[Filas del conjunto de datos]

----

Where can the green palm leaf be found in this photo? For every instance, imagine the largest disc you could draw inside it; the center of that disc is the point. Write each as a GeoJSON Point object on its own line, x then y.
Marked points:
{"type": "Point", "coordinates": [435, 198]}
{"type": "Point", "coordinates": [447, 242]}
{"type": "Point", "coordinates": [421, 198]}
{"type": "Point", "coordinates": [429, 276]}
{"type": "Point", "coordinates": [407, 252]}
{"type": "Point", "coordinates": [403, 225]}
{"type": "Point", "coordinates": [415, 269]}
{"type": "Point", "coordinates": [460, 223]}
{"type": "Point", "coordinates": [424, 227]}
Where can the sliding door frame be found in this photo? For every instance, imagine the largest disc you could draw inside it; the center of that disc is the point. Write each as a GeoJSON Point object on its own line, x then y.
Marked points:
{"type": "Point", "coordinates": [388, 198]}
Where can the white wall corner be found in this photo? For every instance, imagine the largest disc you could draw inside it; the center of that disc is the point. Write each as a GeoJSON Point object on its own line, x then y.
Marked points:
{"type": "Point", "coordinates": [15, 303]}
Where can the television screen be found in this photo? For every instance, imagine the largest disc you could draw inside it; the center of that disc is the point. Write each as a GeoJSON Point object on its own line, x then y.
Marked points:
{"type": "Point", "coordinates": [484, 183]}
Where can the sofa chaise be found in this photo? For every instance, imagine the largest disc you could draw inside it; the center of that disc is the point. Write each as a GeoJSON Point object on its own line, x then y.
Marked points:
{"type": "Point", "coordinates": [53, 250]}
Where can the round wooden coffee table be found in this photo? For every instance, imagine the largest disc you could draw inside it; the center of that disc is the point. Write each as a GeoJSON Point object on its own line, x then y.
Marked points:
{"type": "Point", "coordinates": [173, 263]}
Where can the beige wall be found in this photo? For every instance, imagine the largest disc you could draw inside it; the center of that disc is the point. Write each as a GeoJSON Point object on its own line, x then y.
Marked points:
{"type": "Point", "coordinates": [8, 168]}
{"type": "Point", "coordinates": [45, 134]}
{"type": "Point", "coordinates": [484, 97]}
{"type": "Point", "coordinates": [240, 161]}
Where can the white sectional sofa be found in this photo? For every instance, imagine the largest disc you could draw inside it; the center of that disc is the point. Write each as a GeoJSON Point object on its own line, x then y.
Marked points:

----

Reescribe todas las filas anteriores como una lista numerada y omite las líneas en blanco.

1. Where can the green palm leaf be found in this photo? For every instance, imagine the largest disc you could draw inside it; the center of that disc is the point. Write each as a GeoJSON Point object on its own line, x then y.
2. Marked points:
3. {"type": "Point", "coordinates": [435, 198]}
4. {"type": "Point", "coordinates": [447, 242]}
5. {"type": "Point", "coordinates": [421, 198]}
6. {"type": "Point", "coordinates": [429, 276]}
7. {"type": "Point", "coordinates": [407, 252]}
8. {"type": "Point", "coordinates": [403, 225]}
9. {"type": "Point", "coordinates": [415, 269]}
10. {"type": "Point", "coordinates": [460, 223]}
11. {"type": "Point", "coordinates": [424, 227]}
12. Where can the sliding door frame be found in this photo? For every instance, imagine the largest disc you could draw inside it; the center of that disc is the point. Write each as a GeoJSON Point object on its own line, x then y.
13. Marked points:
14. {"type": "Point", "coordinates": [388, 198]}
15. Where can the white wall corner be found in this photo? For every instance, imagine the largest disc you could draw inside it; the center of that disc is the point. Write each as a GeoJSON Point object on its own line, x then y.
16. Marked points:
17. {"type": "Point", "coordinates": [15, 303]}
18. Where can the television screen be found in this photo? For every instance, imagine the largest disc you could draw inside it; the center of that disc is the point. Write each as a GeoJSON Point object on its own line, x then y.
19. Marked points:
20. {"type": "Point", "coordinates": [484, 183]}
21. Where can the sofa chaise be found in this photo? For every instance, imagine the largest disc you could draw inside it; the center of that disc is the point. Write each as a GeoJSON Point object on its own line, x then y.
22. Marked points:
23. {"type": "Point", "coordinates": [53, 250]}
24. Where can the round wooden coffee table be found in this photo? For every instance, imagine the largest disc you could draw inside it; the center of that disc is the point. Write each as a GeoJSON Point object on its own line, x then y.
25. Marked points:
26. {"type": "Point", "coordinates": [173, 263]}
27. Where can the beige wall be found in this photo? For every instance, imagine the largest disc you could draw inside it; the center of that disc is the point. Write each as a GeoJSON Point object on its own line, x then y.
28. Marked points:
29. {"type": "Point", "coordinates": [8, 168]}
30. {"type": "Point", "coordinates": [45, 134]}
31. {"type": "Point", "coordinates": [484, 97]}
32. {"type": "Point", "coordinates": [240, 161]}
33. Where can the white sectional sofa be found in this photo? For every instance, imagine the largest disc you could draw inside it; the center of that disc is the point. Write each as a GeoJSON Point object on its own line, x then y.
34. Marked points:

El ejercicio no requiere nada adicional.